#### [WORK TASK]
Rewrite the stretch from the start of the entries through the line that contains "box: [229, 189, 285, 229]", changing "exact" to "precise" and leaving everything else as it is.

################

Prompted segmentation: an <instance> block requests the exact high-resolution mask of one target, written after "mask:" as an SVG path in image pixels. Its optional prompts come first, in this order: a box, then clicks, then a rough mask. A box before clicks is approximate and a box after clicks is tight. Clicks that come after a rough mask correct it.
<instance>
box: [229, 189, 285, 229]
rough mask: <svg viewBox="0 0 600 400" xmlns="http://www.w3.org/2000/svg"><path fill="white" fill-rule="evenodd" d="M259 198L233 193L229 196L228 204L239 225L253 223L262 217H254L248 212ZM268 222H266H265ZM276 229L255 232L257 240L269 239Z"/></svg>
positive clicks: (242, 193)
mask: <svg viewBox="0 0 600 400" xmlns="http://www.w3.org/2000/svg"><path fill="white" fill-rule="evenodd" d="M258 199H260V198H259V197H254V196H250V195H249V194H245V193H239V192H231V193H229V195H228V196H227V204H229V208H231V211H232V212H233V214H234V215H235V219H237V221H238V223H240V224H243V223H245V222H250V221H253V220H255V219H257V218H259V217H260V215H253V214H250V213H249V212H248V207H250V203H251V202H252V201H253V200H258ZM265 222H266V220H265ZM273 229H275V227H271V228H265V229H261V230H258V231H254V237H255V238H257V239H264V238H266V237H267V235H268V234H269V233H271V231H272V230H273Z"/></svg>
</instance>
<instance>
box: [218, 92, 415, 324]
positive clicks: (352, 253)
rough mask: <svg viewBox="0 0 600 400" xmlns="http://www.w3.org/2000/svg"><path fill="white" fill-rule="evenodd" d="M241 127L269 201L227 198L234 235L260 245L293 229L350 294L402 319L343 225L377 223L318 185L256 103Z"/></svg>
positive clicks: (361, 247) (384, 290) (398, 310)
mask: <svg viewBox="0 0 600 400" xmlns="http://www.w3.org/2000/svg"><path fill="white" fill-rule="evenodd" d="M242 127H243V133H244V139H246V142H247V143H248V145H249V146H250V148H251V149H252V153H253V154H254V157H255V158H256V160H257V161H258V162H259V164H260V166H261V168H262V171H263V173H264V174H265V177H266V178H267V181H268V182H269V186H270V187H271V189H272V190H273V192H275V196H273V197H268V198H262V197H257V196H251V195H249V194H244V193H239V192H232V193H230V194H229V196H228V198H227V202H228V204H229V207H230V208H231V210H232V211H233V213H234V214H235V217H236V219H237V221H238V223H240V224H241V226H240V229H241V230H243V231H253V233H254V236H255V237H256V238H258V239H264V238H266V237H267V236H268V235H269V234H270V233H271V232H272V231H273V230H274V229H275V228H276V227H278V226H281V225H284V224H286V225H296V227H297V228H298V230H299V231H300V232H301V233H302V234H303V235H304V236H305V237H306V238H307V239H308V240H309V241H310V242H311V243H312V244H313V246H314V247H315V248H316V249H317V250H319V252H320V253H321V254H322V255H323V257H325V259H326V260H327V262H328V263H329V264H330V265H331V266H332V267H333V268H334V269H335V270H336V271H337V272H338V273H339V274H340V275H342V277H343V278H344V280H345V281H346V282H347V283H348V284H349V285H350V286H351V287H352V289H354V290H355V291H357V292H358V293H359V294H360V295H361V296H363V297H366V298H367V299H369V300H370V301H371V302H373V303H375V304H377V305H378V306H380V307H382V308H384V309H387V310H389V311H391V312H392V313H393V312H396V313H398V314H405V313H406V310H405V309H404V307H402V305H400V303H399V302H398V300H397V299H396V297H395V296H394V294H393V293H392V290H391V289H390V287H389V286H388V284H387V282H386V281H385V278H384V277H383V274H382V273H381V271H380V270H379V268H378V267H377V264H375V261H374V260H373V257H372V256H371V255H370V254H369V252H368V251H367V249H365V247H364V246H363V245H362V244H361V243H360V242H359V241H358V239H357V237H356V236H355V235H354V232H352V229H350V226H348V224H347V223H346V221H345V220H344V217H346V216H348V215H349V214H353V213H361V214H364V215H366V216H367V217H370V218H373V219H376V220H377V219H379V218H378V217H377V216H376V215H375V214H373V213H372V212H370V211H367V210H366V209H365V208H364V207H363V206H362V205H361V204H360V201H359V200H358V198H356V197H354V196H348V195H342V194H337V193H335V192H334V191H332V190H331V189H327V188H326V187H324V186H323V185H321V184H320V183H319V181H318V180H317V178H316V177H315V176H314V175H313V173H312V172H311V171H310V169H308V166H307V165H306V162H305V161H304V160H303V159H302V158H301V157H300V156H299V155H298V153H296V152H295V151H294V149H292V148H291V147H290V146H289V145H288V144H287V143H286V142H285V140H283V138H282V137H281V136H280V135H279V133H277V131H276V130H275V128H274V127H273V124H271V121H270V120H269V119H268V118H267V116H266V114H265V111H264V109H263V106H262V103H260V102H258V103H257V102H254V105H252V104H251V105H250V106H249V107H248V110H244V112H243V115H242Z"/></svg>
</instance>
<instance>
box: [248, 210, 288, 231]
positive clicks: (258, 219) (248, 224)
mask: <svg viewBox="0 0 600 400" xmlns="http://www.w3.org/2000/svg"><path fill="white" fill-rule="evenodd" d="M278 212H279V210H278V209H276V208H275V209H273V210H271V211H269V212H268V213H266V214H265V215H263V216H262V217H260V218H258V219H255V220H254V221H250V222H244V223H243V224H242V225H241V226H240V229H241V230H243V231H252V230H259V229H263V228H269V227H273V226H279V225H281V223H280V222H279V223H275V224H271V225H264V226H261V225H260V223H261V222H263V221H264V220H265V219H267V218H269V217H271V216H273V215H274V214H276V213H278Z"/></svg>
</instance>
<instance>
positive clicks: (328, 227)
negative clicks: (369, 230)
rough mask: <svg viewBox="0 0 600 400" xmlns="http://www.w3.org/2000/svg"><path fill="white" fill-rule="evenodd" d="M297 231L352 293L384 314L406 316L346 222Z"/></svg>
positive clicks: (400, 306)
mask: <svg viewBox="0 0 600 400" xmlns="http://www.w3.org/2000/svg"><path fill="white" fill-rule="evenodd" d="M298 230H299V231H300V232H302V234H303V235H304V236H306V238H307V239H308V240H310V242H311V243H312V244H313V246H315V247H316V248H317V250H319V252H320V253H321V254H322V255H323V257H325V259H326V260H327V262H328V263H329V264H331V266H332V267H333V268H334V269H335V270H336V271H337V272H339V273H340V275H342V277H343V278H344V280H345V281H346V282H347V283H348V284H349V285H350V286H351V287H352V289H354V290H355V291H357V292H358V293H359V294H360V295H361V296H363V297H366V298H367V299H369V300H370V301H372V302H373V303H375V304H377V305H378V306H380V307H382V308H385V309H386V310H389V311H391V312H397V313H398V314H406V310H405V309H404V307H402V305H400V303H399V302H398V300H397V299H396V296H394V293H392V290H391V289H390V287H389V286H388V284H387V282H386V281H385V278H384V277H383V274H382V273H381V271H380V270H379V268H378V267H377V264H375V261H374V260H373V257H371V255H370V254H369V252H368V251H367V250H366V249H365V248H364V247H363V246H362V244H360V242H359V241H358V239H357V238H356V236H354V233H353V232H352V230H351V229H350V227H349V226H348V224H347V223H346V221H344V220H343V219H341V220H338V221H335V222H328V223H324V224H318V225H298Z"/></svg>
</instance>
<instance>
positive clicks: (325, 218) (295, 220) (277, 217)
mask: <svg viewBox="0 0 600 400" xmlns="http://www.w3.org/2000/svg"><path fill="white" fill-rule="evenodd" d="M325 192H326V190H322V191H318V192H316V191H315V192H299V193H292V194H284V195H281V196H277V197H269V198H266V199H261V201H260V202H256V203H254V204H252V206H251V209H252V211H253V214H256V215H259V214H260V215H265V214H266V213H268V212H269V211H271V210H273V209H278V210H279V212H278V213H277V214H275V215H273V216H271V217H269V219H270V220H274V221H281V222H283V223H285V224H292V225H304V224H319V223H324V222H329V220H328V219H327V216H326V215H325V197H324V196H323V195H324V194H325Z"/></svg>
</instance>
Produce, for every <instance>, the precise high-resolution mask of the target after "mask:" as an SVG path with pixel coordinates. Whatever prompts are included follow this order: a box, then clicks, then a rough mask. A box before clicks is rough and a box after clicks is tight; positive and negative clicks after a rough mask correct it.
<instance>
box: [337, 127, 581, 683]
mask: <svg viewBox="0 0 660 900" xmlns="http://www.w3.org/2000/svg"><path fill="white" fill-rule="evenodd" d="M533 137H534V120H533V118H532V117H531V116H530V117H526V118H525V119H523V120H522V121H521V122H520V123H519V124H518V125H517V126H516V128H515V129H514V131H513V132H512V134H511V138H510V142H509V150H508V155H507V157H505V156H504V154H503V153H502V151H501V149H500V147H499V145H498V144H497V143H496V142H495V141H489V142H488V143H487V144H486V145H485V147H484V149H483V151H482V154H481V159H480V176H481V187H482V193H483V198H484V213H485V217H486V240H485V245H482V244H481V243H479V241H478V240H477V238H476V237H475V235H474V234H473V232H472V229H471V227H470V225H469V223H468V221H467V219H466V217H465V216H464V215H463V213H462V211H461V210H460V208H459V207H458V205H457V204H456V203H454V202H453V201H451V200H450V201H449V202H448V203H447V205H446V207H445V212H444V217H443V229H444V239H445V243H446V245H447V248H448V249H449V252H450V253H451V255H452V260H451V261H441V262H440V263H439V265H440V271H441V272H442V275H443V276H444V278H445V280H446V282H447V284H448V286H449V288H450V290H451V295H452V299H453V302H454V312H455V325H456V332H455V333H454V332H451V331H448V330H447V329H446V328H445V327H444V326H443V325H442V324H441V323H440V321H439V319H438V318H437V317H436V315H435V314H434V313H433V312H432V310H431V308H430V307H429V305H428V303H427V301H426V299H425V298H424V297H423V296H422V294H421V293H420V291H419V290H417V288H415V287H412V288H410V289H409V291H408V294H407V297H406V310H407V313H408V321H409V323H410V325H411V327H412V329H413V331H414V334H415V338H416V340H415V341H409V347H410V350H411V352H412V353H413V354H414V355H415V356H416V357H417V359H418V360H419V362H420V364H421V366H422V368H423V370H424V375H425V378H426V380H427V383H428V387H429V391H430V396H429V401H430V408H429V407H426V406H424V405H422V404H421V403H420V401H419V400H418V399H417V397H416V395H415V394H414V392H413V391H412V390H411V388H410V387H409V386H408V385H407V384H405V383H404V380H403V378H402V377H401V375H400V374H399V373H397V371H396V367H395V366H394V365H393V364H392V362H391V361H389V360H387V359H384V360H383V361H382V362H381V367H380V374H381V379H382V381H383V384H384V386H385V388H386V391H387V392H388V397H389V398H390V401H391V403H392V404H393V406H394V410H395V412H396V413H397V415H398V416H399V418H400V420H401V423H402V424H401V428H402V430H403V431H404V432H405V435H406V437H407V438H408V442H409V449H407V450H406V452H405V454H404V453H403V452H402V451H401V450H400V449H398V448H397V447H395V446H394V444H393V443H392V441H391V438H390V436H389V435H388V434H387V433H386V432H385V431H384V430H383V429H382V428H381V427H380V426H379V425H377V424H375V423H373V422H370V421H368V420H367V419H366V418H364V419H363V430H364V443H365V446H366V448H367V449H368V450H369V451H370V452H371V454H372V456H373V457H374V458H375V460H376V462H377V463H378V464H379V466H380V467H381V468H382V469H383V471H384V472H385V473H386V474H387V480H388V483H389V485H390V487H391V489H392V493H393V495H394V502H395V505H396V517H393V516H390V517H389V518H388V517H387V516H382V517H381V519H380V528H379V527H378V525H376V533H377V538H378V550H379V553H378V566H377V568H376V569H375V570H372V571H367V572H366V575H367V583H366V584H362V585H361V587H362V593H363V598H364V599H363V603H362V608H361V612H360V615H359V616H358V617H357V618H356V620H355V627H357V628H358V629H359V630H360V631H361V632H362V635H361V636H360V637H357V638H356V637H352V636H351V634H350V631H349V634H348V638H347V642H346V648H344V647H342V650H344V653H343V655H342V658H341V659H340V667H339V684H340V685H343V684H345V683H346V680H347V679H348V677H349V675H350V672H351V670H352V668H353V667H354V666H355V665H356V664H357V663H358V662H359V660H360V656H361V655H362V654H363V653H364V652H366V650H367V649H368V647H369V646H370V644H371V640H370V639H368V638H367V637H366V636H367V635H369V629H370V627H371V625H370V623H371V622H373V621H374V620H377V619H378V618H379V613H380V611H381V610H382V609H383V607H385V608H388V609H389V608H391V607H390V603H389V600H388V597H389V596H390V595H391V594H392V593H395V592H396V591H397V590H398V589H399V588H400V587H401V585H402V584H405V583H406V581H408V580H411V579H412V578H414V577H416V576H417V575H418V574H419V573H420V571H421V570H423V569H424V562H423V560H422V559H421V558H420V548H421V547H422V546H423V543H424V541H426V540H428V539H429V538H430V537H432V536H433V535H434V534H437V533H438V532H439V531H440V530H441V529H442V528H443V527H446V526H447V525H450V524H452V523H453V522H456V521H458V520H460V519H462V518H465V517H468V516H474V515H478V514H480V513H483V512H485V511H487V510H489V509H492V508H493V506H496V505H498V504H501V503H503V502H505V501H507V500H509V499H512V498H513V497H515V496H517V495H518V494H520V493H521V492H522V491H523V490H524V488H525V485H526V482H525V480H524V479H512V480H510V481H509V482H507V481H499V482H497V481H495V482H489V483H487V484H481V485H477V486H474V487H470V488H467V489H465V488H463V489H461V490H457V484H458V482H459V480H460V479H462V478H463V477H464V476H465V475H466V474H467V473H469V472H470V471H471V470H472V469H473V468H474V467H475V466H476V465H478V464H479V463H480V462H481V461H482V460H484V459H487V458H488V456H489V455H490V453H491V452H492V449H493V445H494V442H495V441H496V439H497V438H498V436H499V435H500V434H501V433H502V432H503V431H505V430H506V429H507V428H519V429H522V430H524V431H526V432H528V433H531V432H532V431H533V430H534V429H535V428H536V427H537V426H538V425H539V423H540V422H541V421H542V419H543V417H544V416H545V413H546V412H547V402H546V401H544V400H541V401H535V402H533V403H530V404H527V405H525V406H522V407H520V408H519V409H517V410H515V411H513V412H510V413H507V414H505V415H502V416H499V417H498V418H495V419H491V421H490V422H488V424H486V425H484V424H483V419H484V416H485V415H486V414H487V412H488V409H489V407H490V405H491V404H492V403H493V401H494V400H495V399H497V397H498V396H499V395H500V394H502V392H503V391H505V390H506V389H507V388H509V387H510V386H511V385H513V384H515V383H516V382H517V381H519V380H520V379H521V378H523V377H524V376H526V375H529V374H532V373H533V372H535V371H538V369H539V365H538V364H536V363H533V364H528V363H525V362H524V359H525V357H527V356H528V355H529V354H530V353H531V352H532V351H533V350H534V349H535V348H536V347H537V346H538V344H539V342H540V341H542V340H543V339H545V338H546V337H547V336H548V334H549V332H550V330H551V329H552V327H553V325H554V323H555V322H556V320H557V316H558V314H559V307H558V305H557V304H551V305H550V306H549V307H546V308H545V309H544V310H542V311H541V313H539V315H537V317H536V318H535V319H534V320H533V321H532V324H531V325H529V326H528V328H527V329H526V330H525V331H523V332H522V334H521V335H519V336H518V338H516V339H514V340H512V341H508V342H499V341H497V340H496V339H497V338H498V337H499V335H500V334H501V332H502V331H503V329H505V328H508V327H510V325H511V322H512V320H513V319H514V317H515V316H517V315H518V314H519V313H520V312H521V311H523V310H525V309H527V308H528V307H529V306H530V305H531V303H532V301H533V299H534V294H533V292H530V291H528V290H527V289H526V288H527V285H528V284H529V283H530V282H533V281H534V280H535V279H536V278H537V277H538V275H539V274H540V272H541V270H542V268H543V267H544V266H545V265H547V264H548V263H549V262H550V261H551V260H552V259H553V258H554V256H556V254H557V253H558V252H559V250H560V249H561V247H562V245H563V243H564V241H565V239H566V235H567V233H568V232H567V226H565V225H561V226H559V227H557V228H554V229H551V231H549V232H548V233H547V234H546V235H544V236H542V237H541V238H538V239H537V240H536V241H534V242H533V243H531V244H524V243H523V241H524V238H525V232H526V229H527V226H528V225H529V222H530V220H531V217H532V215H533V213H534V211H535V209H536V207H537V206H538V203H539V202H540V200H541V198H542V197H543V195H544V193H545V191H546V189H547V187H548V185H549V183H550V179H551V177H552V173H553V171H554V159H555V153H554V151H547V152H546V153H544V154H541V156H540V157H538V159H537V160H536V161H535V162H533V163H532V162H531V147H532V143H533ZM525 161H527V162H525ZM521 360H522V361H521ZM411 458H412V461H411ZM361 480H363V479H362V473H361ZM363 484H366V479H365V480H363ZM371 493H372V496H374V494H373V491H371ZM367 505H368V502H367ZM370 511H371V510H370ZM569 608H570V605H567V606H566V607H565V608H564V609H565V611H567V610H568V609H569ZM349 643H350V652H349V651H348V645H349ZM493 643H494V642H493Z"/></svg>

################

#### [SOLVED PROBLEM]
Prompted segmentation: an <instance> block requests the precise high-resolution mask of one target, written after "mask:" as an SVG path in image pixels. Its optional prompts come first, in this order: a box, then clicks, then a rough mask. A box before clicks is approximate and a box after clicks is tight. Clicks that come after a rough mask correct it.
<instance>
box: [229, 189, 285, 229]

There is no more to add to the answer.